(DESCRIPTION OF THE TASK):
Quote every entry word for word.

(DATA SUPPLIED):
------------------------------------------------------------------------
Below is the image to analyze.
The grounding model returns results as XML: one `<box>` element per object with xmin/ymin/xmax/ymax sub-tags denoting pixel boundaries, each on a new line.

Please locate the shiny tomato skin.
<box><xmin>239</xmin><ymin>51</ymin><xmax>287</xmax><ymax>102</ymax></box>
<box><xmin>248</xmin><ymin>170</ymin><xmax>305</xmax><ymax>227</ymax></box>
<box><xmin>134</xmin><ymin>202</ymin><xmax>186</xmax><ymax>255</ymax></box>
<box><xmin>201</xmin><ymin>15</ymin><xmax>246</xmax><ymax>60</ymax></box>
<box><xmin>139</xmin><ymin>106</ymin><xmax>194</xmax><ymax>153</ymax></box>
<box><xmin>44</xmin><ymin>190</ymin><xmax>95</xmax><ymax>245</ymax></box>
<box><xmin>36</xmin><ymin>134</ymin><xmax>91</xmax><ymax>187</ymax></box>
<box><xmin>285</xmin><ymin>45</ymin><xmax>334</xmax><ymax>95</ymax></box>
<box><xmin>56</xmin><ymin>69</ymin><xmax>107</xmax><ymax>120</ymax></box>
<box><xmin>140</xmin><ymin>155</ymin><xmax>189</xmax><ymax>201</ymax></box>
------------------------------------------------------------------------
(RESPONSE):
Below is the image to analyze.
The grounding model returns results as XML: one `<box>` element per object with xmin/ymin/xmax/ymax sub-tags denoting pixel boundaries, each on a new line.

Please locate the shiny tomato skin.
<box><xmin>239</xmin><ymin>51</ymin><xmax>287</xmax><ymax>102</ymax></box>
<box><xmin>248</xmin><ymin>170</ymin><xmax>305</xmax><ymax>227</ymax></box>
<box><xmin>134</xmin><ymin>202</ymin><xmax>186</xmax><ymax>255</ymax></box>
<box><xmin>201</xmin><ymin>15</ymin><xmax>246</xmax><ymax>60</ymax></box>
<box><xmin>139</xmin><ymin>106</ymin><xmax>194</xmax><ymax>153</ymax></box>
<box><xmin>44</xmin><ymin>190</ymin><xmax>95</xmax><ymax>245</ymax></box>
<box><xmin>36</xmin><ymin>134</ymin><xmax>91</xmax><ymax>187</ymax></box>
<box><xmin>285</xmin><ymin>45</ymin><xmax>334</xmax><ymax>95</ymax></box>
<box><xmin>56</xmin><ymin>69</ymin><xmax>107</xmax><ymax>120</ymax></box>
<box><xmin>140</xmin><ymin>155</ymin><xmax>189</xmax><ymax>201</ymax></box>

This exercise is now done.